═══ READING TEXT

The first of these objectives is closely related to what was referred to by participants in LETSI (2008-2012) as “Learning Activity Definition” (LAD), a term created, I believe, by Tyde Richards. In this paper, I replace “definition” with “declaration” to avoid confusion between the declaration of data types with the definition of terms, which is an important part of any standardisation process.

The second objective corresponds to what in the LETSI discussions was called “Data Model Definition” (DMD), a term which I believe was created by Avron Barr. Again, I am replacing the “definition” with “declaration” and adding an X, partly to show that this is the same sort of thing as other members of the XML family: a sort of high level schema language.

I recommend postponing action on the remaining three points mentioned in our earlier paper, for the reasons outlined below.

Deferred objective Reason for deferral
A new specification for the adaptive sequencing of learning content. It is not possible to sequence activities until the atomic activities have themselves been defined.
A specification for the machine-readable description of learning objectives and curricula Work on this requirement is being considered in the IEEE LTSC. I recommend that any CG in W3C co-ordinates closely with the LTSC group, looking for synergies but avoiding any duplication of work.
A machine-readable data handling description language, allowing for the specification of procedures for data protection and privacy Though important, this is a challenging objective, with implications that reach far outside education. We need to generate momentum before we can claim to be ready to tackle it.

Reiteration of the requirements

Learning Activity Declaration (LAD)

The LAD is a metadata instance that:

  • describes a learning activity;
  • conforms to the XDMDL specification.

Being an instantiation of XDMDL, LAD itself requires little work. It may nevertheless be useful to reiterate the requirement for LAD metadata and to illustrate the part that it will play in the STARLET ecosystem.

What is metadata?

In the context of specifications like Learning Object Metadata (LOM), the term “metadata” is often understood to refer to bibliographic or classification metadata, the purpose of which is to support search and discovery. The requirement for metadata is nevertheless much broader than this. For example, metadata may also contain:

  • interface data to describe how an object should be described and branded in third-party interfaces;
  • rights information;
  • technical descriptions of how to use the resource, including authentication requirements and information about its runtime behaviours.

An illustration of what is meant by “runtime behaviours” is the field called ScormType that the SCORM specification added to IMS Content Packaging. This could equal either “sco” (meaning the webpage used the CMI runtime) or “asset” (meaning it did not). Proposed W3C Priorities for Education argued that developers need more flexibility in the sort of runtime data that a learning activity can read from a launch service or write back to a reporting service. Providing such flexibility will require a greatly expanded description of runtime behaviour in the learning activity’s metadata.

Extensible Data Model Declaration Language (XDMDL)

══════
═══ DATA LINES

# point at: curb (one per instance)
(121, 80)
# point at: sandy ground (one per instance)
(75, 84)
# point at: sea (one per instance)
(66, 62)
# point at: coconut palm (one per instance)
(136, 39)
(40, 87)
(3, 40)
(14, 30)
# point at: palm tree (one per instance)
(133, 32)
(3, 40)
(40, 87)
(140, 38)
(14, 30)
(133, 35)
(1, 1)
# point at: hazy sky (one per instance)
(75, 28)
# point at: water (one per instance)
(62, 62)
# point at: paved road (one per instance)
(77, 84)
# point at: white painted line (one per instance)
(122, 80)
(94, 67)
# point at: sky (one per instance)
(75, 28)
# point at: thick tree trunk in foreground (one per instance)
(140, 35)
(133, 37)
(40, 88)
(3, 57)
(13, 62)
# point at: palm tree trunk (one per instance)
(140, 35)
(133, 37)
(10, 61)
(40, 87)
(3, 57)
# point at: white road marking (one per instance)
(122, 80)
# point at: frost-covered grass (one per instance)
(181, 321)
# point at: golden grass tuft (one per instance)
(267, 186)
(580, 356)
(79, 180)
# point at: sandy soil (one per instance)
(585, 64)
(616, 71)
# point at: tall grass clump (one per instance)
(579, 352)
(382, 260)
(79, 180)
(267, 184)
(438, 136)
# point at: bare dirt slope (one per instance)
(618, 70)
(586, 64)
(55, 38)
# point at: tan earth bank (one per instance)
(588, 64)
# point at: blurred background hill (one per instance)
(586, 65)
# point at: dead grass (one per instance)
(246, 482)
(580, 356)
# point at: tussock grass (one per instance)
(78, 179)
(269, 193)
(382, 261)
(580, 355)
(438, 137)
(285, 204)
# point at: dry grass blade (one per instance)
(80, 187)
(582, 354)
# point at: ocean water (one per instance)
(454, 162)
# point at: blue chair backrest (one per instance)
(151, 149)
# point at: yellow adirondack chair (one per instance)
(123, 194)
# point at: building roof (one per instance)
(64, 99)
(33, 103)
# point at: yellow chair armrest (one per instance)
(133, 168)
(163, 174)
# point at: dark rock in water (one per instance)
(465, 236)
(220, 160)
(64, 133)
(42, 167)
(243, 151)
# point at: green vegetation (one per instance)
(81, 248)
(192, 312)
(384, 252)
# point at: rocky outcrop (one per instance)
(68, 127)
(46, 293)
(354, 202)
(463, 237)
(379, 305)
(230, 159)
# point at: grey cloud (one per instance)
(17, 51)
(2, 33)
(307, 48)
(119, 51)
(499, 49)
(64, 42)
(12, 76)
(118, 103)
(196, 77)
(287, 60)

══════

## [THE PROBLEM]
Using the text on learning activity metadata, decide whether each statement agrees with it: (a) The author believes Tyde Richards created the term "Learning Activity Definition." (b) The author recommends starting work on adaptive sequencing of learning content right away. (c) In SCORM, the value "asset" meant the webpage used the CMI runtime. Answer yes or no for each, and quote the words from the text that settle it. The material is not needed for this work.

## [TASK ANSWER]
(a) Yes: "a term created, I believe, by Tyde Richards."
(b) No: "I recommend postponing action on the remaining three points mentioned in our earlier paper."
(c) No: "This could equal either “sco” (meaning the webpage used the CMI runtime) or “asset” (meaning it did not)."